**PROBLEM TO SOLVE:**
Every line of the listing is to be printed again exactly.
(EXTRACTED MATERIAL begins)
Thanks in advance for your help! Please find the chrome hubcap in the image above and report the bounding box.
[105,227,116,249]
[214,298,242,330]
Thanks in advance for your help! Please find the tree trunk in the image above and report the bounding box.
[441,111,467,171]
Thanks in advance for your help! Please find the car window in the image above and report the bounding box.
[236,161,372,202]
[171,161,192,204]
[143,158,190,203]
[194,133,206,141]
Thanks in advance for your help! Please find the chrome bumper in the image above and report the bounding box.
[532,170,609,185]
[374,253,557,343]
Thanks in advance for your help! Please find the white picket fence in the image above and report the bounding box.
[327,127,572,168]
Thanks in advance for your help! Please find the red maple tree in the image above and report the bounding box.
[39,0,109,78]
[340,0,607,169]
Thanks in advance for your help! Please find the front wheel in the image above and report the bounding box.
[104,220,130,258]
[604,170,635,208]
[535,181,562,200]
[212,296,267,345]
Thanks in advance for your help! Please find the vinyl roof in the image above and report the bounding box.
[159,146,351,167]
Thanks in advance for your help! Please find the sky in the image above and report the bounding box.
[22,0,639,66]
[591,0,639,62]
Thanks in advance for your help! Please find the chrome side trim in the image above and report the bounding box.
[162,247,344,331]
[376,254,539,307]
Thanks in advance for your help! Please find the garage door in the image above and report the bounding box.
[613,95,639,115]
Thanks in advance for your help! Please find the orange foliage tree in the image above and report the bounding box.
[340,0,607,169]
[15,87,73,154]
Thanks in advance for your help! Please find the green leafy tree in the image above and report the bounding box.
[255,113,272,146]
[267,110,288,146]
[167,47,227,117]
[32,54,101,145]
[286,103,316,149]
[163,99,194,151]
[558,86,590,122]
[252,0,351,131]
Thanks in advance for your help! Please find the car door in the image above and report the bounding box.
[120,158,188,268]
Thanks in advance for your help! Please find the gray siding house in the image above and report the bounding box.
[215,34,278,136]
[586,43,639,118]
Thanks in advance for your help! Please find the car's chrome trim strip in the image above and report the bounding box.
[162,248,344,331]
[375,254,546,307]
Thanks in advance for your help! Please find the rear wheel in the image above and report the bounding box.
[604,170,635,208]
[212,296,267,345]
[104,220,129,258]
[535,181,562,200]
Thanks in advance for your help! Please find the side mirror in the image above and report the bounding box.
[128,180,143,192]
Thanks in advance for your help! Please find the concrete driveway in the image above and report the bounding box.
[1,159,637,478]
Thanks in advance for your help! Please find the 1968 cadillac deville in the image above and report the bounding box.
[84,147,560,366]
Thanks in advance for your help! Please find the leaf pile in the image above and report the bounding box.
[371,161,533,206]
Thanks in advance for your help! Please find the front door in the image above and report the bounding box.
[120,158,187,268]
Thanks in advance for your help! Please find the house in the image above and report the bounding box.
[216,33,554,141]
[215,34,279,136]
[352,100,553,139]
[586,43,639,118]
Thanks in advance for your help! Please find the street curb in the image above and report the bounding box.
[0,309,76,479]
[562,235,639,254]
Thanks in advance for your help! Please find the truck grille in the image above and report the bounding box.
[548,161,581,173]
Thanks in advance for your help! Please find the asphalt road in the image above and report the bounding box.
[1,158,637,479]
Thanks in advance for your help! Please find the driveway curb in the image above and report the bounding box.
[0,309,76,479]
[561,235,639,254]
(EXTRACTED MATERIAL ends)
**TASK OUTPUT:**
Thanks in advance for your help! Please find the chrome hubcap in the image above and report the bounding box.
[105,227,116,249]
[214,298,242,330]
Thanks in advance for your help! Please find the tree trunk in the image above and report the bounding box.
[441,111,467,171]
Thanks in advance for your help! Please find the car window in the image above and report the bounding box.
[236,161,372,202]
[171,161,192,204]
[143,158,190,203]
[194,133,206,141]
Thanks in advance for your help! Please find the chrome bumper in the image above and report the bounding box.
[532,170,609,185]
[374,253,557,343]
Thanks in advance for your help! Please find the white picket fence in the image above and report the bounding box.
[327,127,572,168]
Thanks in advance for your help! Please find the red maple tree in the image above and report the bounding box.
[39,0,109,78]
[340,0,607,169]
Thanks in advance for your help! Please find the front wheel in the image above and report the bounding box.
[104,220,130,258]
[604,170,635,208]
[535,181,562,200]
[212,296,267,345]
Thanks in advance for your help! Please find the vinyl roof in the image above and report the bounding box.
[159,146,351,167]
Thanks in advance for your help! Please find the sky in the image above and report the bounding box.
[22,0,639,66]
[591,0,639,62]
Thanks in advance for your help! Please find the chrome side trim in the image above and report the bounding box.
[162,247,344,331]
[376,254,539,307]
Thanks in advance for your help! Please find the garage door in the image above and report the bounding box.
[613,95,639,115]
Thanks in advance for your help! Please find the orange foliage tree in the image above and report the bounding box.
[340,0,607,169]
[15,87,73,154]
Thanks in advance for your help! Please find the green leafy tree in the image above and report the bounding box.
[255,113,272,146]
[267,110,288,146]
[167,47,227,117]
[32,54,101,145]
[286,103,316,149]
[163,99,194,151]
[558,86,590,122]
[252,0,351,131]
Thanks in advance for your help! Please find the car door in the image above and report the bounding box.
[120,158,188,268]
Thanks in advance for your help! Please find the gray siding house in the image above and report the bounding box.
[215,34,278,136]
[586,43,639,118]
Thanks in advance for your help! Please find the car's chrome trim strip in the image above and report the bounding box.
[162,248,344,331]
[375,254,546,307]
Thanks in advance for your help! Please find the rear wheel in the image above and report the bounding box.
[604,170,635,208]
[212,296,267,345]
[104,220,129,258]
[535,181,562,200]
Thanks in advance for your help! Please find the side mirror in the image above and report the bounding box.
[128,180,143,192]
Thanks in advance for your help! Please find the concrete driveway in the image above and report the bounding box.
[1,159,637,478]
Thanks in advance for your help! Please find the 1968 cadillac deville in the image above and report the bounding box.
[84,147,560,366]
Thanks in advance for your help! Please find the leaf pile in the image above and report the bounding box.
[371,161,533,206]
Thanks in advance for your help! Please find the front door in the image above and report the bounding box.
[120,158,187,268]
Thanks in advance for your help! Please find the house in the image above and report the bounding box.
[216,33,554,141]
[215,34,279,136]
[352,100,553,139]
[586,43,639,118]
Thanks in advance for your help! Please find the street curb in the image above and report the bounding box.
[0,309,76,479]
[562,235,639,254]
Thanks in advance for your help! Please find the truck grille in the image above and report the bounding box.
[548,161,581,173]
Thanks in advance for your help! Please find the asphalt road in the image above and report the bounding box.
[1,158,637,479]
Thanks in advance for your help! Please find the driveway curb in the image above and report the bounding box.
[0,309,76,479]
[561,235,639,254]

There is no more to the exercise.